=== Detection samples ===
%%
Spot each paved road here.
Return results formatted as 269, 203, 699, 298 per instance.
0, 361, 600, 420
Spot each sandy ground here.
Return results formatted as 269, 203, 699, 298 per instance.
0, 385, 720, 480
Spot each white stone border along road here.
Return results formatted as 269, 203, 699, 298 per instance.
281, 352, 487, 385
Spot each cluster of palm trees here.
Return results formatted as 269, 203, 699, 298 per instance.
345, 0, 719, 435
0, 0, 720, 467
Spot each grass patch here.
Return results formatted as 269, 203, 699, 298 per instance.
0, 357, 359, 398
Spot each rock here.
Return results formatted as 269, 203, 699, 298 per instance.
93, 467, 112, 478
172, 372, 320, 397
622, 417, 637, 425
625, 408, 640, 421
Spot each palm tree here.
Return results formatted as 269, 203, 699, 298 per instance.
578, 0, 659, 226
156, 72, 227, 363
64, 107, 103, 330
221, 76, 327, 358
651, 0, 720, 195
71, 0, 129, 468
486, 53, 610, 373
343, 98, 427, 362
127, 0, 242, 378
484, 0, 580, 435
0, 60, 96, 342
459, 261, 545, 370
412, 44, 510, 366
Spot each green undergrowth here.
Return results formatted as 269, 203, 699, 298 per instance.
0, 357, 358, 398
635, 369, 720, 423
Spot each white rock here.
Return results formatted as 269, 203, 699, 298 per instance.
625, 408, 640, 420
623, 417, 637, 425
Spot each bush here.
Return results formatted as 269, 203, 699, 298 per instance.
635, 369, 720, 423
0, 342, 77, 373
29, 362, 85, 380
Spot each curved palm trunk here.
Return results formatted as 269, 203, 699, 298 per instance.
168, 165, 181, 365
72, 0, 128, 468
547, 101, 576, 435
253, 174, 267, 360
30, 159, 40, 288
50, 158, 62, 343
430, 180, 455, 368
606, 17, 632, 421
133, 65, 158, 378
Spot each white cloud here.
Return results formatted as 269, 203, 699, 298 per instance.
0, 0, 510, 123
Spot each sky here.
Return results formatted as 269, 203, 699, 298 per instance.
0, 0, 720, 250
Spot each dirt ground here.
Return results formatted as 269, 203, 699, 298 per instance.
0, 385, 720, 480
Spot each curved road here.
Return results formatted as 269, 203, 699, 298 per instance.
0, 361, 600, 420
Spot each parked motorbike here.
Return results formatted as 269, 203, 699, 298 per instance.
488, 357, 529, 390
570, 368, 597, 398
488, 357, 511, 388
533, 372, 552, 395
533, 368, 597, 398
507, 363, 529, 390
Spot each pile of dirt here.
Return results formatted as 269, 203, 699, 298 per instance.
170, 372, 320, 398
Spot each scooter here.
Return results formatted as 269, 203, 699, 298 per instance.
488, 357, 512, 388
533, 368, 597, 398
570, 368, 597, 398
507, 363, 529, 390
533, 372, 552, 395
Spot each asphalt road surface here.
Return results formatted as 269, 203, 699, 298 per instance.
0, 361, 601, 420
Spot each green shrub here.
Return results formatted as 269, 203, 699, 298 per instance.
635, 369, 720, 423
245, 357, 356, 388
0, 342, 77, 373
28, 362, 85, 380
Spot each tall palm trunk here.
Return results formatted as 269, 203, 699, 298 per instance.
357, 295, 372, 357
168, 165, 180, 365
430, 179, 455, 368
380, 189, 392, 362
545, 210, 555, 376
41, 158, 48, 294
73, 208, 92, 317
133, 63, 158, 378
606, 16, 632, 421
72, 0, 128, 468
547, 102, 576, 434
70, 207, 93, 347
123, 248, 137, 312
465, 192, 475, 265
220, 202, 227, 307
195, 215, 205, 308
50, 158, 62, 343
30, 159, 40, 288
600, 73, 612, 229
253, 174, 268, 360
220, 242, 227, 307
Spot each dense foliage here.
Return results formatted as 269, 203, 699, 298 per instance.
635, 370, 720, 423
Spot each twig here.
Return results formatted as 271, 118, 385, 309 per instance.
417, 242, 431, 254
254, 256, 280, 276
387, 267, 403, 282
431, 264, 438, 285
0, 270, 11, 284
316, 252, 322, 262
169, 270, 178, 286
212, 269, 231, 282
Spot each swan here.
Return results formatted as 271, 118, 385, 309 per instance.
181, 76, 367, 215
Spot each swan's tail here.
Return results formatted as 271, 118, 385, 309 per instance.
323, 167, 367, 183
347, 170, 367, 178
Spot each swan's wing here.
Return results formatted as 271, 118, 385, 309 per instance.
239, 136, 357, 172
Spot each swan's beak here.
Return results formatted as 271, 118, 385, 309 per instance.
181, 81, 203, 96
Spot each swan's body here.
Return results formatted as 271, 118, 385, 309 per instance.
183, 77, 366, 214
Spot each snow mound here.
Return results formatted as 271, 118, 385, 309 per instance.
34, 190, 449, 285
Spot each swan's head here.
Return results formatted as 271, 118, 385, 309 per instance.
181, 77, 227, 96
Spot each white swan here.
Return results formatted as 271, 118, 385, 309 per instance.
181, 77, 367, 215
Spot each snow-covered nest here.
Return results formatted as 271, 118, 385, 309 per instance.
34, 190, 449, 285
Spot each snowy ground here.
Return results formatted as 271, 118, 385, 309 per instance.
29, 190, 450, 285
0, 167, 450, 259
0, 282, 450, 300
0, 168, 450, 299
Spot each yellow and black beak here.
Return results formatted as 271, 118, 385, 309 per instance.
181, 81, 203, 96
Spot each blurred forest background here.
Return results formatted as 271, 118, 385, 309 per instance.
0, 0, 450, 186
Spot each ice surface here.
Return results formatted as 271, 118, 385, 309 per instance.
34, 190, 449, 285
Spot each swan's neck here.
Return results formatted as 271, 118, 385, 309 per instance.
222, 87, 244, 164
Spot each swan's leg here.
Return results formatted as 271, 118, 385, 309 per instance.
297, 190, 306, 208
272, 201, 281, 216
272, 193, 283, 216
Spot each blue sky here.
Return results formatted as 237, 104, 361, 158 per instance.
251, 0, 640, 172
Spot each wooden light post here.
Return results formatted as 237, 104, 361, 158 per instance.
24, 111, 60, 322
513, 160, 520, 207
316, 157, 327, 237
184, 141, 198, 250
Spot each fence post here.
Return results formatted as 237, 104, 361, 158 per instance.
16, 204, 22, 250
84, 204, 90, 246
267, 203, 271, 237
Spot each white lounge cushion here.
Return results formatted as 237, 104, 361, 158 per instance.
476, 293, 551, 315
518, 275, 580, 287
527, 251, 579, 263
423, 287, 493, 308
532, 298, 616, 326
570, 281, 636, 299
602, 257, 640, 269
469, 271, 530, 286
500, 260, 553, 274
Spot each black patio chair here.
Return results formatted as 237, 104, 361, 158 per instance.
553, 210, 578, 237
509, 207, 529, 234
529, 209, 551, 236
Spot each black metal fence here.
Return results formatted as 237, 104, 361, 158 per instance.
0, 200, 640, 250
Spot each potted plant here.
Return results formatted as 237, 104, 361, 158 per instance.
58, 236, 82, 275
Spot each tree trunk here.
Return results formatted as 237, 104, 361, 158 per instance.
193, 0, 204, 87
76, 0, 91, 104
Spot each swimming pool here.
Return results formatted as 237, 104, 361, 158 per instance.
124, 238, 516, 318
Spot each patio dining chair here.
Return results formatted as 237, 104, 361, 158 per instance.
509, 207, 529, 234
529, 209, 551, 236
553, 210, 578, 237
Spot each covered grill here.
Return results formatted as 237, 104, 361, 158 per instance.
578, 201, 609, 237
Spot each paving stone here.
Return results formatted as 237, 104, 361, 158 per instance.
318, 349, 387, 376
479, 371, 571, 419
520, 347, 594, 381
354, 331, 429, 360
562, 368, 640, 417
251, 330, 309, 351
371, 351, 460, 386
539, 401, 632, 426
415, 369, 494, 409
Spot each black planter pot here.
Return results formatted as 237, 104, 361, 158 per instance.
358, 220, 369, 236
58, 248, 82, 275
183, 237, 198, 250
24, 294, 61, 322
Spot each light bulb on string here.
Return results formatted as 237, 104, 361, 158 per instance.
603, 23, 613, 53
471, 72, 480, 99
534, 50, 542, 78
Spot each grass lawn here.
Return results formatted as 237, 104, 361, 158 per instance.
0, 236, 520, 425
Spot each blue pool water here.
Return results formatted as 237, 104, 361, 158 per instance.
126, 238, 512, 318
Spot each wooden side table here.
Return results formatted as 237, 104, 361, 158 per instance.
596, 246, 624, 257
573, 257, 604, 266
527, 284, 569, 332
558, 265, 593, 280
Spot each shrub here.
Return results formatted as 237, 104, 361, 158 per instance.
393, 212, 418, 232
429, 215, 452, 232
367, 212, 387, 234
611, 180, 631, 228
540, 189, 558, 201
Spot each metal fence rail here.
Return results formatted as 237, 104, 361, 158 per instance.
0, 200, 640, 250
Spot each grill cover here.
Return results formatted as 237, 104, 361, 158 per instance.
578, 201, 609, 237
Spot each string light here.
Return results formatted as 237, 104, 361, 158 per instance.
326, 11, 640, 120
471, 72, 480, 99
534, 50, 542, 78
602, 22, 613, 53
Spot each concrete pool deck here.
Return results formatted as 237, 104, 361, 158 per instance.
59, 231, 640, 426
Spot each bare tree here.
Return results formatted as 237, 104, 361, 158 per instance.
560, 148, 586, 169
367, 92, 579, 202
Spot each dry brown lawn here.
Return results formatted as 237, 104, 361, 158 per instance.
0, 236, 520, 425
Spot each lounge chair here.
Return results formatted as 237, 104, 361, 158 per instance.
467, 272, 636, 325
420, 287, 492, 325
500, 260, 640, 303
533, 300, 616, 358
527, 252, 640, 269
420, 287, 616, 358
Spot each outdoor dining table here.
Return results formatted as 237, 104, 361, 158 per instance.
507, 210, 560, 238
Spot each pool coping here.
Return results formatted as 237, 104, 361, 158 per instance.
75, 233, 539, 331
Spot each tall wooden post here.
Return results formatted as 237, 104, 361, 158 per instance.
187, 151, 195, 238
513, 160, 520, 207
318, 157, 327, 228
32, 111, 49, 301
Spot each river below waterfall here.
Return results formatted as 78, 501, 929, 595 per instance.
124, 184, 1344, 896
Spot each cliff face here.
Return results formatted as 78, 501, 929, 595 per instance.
%%
=== Task requirements ===
Render the material as a Markdown table with the columns Row and Line, starting at the line that contains "Spot each concrete pool deck here." and ending at the line that contains "507, 210, 560, 238". Give each line its own numbered row and leave out any blank lines.

=== Full response ===
| Row | Line |
|---|---|
| 1 | Spot each concrete pool deck here. |
| 2 | Return results formatted as 237, 104, 361, 158 per instance. |
| 3 | 59, 231, 640, 426 |
| 4 | Spot each bare tree here. |
| 5 | Return results formatted as 237, 104, 361, 158 per instance. |
| 6 | 560, 148, 586, 169 |
| 7 | 367, 92, 579, 202 |
| 8 | Spot each dry brown lawn here. |
| 9 | Return results formatted as 237, 104, 361, 158 per instance. |
| 10 | 0, 236, 520, 425 |
| 11 | Spot each lounge chair here. |
| 12 | Return results formatted as 237, 104, 361, 158 per instance. |
| 13 | 467, 272, 636, 325 |
| 14 | 420, 287, 492, 325 |
| 15 | 500, 260, 640, 303 |
| 16 | 533, 300, 616, 358 |
| 17 | 527, 252, 640, 269 |
| 18 | 420, 287, 616, 358 |
| 19 | Spot each outdoor dining table here. |
| 20 | Return results formatted as 237, 104, 361, 158 per instance. |
| 21 | 507, 210, 560, 238 |